[Document passage]

Version 34 of lcomp

Updated 2010-12-27 10:01:16 by AMG

AMG: I prefer lcomp version 2, which I have moved to the top of this page. Elsewhere on the wiki, when I talk about [lcomp], that's probably the version I'm referring to.


lcomp version 2

AMG: Here's a list comprehension I initially developed on hat0's page in response to his musings about building a syntax for list comprehensions directly into Tcl. My intention was to demonstrate that they work fine as a command without special language support. Although, it would be awesome if this was bytecoded. :^)

Unlike my earlier list comprehension posted at the bottom of the page, this version uses [expr] to process each generated list element. Also it supports generating more than one output element for each combination of input elements, which is useful for making dicts. In addition to alternating, combinatorial, and conditional iteration, it supports parallel iteration, and it has the option to unpack lists of value tuples. It's much more sugary (see the words in bold in the following table); however, this sugar is syntactically meaningful.

Iteration type[foreach] example [lcomp] example
Alternating foreach {a b} $list {...} lcomp {...} for {a b} in $list
Unpacking foreach _ $list {lassign $_ a b; ...} lcomp {...} for {a b} inside $list
Combinatorial foreach a $list1 {foreach b $list2 {...}}lcomp {...} for a in $list1 for b in $list2
Parallel foreach a $list1 b $list2 {...} lcomp {...} for a in $list1 and b in $list2
Conditional foreach a $list {if {cond} {...}} lcomp {...} for a in $list if {cond}

All these different iterations types can be freely intermixed. For example, conditional iteration can be used to skip entire inner loops, not just individual elements.

proc lcomp {expression args} {
    set __0__ "lappend __1__ \[expr [list $expression]\]"
    while {[llength $args] && [lindex $args 0] ni {for if}} {
        append __0__ " \[expr [list [lindex $args 0]]\]"
        set args [lrange $args 1 end]
    }
    if {![llength $args]} {
        error "wrong # args: must have at least one opcode"

[Information given]
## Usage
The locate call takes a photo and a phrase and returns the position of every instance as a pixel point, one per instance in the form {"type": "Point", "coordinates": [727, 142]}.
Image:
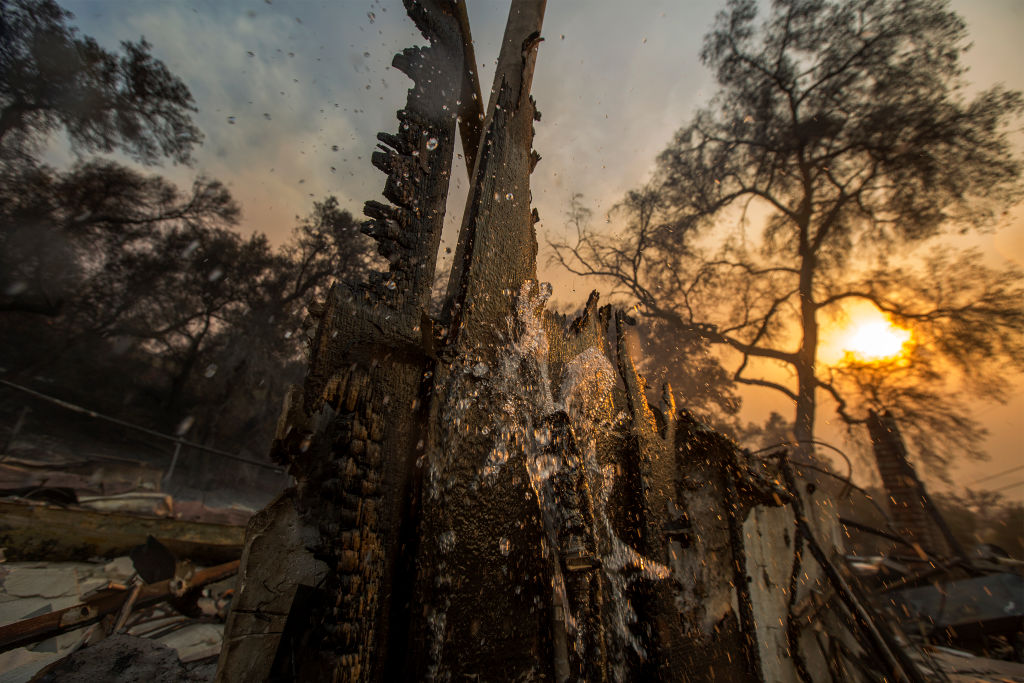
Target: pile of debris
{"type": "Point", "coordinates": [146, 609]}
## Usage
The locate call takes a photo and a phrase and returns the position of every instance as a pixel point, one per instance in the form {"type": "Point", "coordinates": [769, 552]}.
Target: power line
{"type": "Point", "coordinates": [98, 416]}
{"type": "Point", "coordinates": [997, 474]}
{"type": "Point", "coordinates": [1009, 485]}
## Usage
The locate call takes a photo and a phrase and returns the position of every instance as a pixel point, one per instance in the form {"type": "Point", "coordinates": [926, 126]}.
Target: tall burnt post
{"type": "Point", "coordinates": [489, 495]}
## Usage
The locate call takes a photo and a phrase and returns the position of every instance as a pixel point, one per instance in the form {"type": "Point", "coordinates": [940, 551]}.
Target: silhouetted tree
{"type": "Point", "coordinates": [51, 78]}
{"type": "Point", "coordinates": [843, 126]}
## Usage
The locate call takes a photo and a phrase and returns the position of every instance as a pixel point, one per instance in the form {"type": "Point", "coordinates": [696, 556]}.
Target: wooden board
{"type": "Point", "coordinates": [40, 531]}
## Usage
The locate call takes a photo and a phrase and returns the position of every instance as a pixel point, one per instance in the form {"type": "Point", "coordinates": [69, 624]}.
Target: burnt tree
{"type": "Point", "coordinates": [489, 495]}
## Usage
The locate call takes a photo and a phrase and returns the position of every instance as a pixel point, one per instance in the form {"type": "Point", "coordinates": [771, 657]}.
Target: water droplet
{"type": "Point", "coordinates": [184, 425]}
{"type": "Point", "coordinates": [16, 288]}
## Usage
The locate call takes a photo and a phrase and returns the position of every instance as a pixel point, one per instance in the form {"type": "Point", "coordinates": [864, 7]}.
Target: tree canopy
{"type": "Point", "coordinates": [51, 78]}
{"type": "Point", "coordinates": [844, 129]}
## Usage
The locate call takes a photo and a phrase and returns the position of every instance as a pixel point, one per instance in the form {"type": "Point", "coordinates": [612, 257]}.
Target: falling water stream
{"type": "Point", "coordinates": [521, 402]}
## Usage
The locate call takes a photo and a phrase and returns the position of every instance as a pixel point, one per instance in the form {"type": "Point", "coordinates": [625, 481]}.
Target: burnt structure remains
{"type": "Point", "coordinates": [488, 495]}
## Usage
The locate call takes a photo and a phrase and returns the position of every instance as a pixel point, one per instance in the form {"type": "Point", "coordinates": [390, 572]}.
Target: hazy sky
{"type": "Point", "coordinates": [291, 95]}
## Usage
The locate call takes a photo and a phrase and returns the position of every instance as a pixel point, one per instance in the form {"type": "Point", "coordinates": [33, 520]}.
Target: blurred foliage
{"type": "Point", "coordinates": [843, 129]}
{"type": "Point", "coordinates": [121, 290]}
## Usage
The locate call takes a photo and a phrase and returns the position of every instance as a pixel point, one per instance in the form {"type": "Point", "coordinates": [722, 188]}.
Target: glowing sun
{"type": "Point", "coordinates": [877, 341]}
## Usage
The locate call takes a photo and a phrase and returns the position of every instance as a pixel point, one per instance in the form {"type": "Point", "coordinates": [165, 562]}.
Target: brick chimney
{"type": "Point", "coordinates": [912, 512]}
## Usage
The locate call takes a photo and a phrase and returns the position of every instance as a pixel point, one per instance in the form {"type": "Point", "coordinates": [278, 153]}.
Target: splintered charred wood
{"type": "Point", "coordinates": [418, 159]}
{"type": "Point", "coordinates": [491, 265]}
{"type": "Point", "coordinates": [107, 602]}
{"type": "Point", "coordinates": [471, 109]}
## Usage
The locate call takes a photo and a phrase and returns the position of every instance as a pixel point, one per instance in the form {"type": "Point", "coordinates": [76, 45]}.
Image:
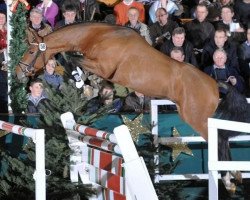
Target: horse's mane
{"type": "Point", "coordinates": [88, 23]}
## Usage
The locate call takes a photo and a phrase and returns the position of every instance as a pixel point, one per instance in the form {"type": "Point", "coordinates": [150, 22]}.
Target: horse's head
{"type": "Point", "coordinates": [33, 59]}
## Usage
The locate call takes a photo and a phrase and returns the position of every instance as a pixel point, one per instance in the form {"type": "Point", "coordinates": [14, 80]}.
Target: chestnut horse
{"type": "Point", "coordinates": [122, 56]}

--

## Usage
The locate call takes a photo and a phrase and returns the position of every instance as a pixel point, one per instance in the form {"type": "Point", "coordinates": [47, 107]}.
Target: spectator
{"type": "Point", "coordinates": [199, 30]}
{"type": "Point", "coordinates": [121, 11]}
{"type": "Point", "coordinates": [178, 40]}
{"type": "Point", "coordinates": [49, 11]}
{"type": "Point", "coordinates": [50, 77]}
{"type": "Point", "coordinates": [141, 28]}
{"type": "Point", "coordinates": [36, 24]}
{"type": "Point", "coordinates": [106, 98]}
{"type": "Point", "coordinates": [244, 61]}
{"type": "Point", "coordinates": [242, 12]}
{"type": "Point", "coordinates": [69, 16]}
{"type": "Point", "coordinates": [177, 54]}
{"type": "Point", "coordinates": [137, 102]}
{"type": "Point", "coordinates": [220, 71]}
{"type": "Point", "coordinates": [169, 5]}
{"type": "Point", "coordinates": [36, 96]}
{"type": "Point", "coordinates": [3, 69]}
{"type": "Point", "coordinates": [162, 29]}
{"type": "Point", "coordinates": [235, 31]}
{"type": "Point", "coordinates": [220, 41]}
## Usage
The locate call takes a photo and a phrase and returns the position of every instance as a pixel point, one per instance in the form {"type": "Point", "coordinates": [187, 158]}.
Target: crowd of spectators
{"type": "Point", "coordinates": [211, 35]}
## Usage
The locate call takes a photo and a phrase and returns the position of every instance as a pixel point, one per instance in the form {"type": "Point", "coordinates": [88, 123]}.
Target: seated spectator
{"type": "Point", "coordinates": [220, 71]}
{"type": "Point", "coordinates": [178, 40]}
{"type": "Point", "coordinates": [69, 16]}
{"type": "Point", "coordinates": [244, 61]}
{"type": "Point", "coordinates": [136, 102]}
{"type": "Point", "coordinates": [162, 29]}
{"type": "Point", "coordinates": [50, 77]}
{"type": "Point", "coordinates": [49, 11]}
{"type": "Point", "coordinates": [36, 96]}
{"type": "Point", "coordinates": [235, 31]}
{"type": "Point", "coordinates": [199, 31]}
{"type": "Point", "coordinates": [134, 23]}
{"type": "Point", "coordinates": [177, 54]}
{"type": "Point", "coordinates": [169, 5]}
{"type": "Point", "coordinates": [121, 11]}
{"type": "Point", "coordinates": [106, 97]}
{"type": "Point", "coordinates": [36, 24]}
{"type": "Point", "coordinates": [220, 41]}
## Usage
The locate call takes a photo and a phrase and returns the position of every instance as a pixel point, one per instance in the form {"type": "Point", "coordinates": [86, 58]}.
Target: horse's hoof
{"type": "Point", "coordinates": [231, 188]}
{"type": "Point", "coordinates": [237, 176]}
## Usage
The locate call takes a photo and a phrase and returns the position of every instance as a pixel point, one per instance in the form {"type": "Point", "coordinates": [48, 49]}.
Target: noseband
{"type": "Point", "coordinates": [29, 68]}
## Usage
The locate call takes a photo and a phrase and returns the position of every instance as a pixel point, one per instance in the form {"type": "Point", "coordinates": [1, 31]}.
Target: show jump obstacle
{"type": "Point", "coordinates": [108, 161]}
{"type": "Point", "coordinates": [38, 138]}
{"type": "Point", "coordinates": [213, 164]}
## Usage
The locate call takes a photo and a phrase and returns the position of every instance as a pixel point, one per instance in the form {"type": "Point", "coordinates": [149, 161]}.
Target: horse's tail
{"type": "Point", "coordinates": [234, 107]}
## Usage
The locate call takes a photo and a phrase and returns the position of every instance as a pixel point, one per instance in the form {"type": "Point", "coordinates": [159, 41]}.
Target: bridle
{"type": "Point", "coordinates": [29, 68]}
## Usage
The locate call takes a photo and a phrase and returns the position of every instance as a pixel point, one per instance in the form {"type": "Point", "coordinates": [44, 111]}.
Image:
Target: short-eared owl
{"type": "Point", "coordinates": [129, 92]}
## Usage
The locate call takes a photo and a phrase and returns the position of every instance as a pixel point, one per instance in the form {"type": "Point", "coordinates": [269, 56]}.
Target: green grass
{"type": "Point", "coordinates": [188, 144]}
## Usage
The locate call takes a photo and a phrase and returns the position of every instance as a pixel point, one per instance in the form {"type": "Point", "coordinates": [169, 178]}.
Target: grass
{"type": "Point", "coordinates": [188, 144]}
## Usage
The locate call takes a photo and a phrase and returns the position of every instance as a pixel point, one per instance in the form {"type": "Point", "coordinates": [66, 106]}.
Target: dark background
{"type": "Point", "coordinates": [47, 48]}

[Task list]
1) According to the lcomp page, why did AMG develop this list comprehension?
2) Could you reproduce everything in the lcomp page from "All these different" down to "just individual elements."?

[Expected outputs]
1) AMG developed it in response to hat0's musings about building a syntax for list comprehensions directly into Tcl. The aim was to show that list comprehensions work fine as a command without special language support.

2)
All these different iterations types can be freely intermixed. For example, conditional iteration can be used to skip entire inner loops, not just individual elements.